## Text
───
Background information
- Born: Henry Luther Threadgill February 15, 1944 (age 82) Chicago, Illinois, U.S.
- Genres: Jazz, avant-garde jazz, free jazz
- Occupations: Musician, composer
- Instruments: Saxophone, flute
- Years active: 1960s–present
- Labels: Arista/Novus, About Time, Black Saint, Columbia, Pi
- Website: www.henrythreadgill.com

= Henry Threadgill =

American composer, saxophonist and flautist

Henry Threadgill (born February 15, 1944) is an American composer, saxophonist and flautist. He came to prominence in the 1970s leading ensembles rooted in jazz but with unusual instrumentation and often incorporating other genres of music. He has performed and recorded with several ensembles: Air, Aggregation Orb, Make a Move, the seven-piece Henry Threadgill Sextett, the twenty-piece Society Situation Dance Band, Very Very Circus, X-75, and Zooid.

He was awarded the 2016 Pulitzer Prize for Music for his album In for a Penny, In for a Pound, which premiered at Roulette Intermedium on December 4, 2014.

In 2023, he published his autobiography, written with Brent Hayes Edwards: Easily Slip into Another World: A Life in Music. The book was a New York Times Notable Book of the Year, along with being a Best Book of the Year: The New York Times, NPR, The New Yorker.

==Career==
Threadgill performed as a percussionist in his high-school marching band before taking up baritone saxophone, alto saxophone, and flute. He studied at the American Conservatory of Music in Chicago, majoring in piano, flute, and composition. He studied piano with Gail Quillman and composition with Stella Roberts. He was an original member of the Experimental Band, a precursor to the Association for the Advancement of Creative Musicians (AACM) in his hometown of Chicago, and worked under the guidance of Muhal Richard Abrams, before leaving to tour with a gospel band. In 1967, he enlisted in the U.S. Army, playing with a rock band in Vietnam during the Vietnam War in 1967 and 1968. He was discharged in 1969.

After returning to Chicago, Threadgill joined AACM members bassist Fred Hopkins and drummer Steve McCall in a trio which would eventually become the group Air. He moved to New York City, where he formed his first group, X-75, a nonet consisting of four reed players, four bass players, and a vocalist.

In the early 1980s, Threadgill created his first critically acclaimed ensemble as a leader, the Henry Threadgill Sextet (actually a septet; he counted the two drummers as a single percussion unit), which released three albums on About Time Records. After a hiatus, he formed New Air with Pheeroan akLaff, replacing Steve McCall on drums, and reformed the Henry Threadgill Sextett (with two t's at the end). The six albums the group recorded feature some of his most accessible work, notably on the album You Know the Number. The group's unorthodox instrumentation included two drummers, double bass, cello, trumpet, and trombone, in addition to Threadgill's alto saxophone and flute. Among the players were drummers akLaff, John Betsch, Reggie Nicholson and Newman Baker; bassist Fred Hopkins; cellist Diedre Murray; trumpeters Rasul Siddik and Ted Daniels; cornetist Olu Dara; and trombonists Ray Anderson, Frank Lacy, Bill Lowe, and Craig Harris.
───
## Data records
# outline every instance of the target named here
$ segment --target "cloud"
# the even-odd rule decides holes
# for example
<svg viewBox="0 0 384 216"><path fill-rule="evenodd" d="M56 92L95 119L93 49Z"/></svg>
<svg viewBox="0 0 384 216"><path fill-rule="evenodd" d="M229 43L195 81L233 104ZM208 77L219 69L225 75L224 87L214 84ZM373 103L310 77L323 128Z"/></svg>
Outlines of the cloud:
───
## Required actions
**A)** According to the Threadgill biography, which subjects did Threadgill major in at the American Conservatory of Music in Chicago?
**B)** Write the next part of the Threadgill biography, picking up right after its final sentence.
The rows are unrelated to the Threadgill biography and are provided as separate material.

## Response list
**A)** Piano, flute, and composition.

**B)**
During the 1990s, Threadgill pushed the musical boundaries even further with his ensemble Very Very Circus. The group consisted of two tubas, two electric guitars, a trombone or French horn, and drums. With this group he explored more complex and highly structured forms of composition, augmenting the group with Latin percussion, French horn, violin, accordion, vocalists, and exotic instruments. He composed and recorded with other unusual instruments, such as a flute quartet (Flute Force Four, a one-time project from 1990); and combinations of four cellos and four acoustic guitars (on Makin' a Move).

He was signed by Columbia Records for three albums. Since the dissolution of Very Very Circus, Threadgill has continued in his iconoclastic ways with ensembles such as Make a Move and Zooid. Zooid, currently a sextet with tuba (Jose Davila), acoustic guitar (Liberty Ellman), cello (Christopher Hoffman), drums (Elliot Kavee) and bass guitar (Stomu Takeishi), has been the primary vehicle for Threadgill's compositions in the 2000s.

In 2018, Threadgill composed the string quartet "Sixfivetwo" for the Kronos Quartet, which they recorded as part of their "Fifty for the Future" project.

==Awards and honors==
In 2016, Threadgill's composition In for a Penny, In for a Pound was awarded the Pulitzer Prize for Music.

In July 2016, he received the Vietnam Veterans of America Excellence in the Arts Award, at the VVA National Leadership Conference in Tucson.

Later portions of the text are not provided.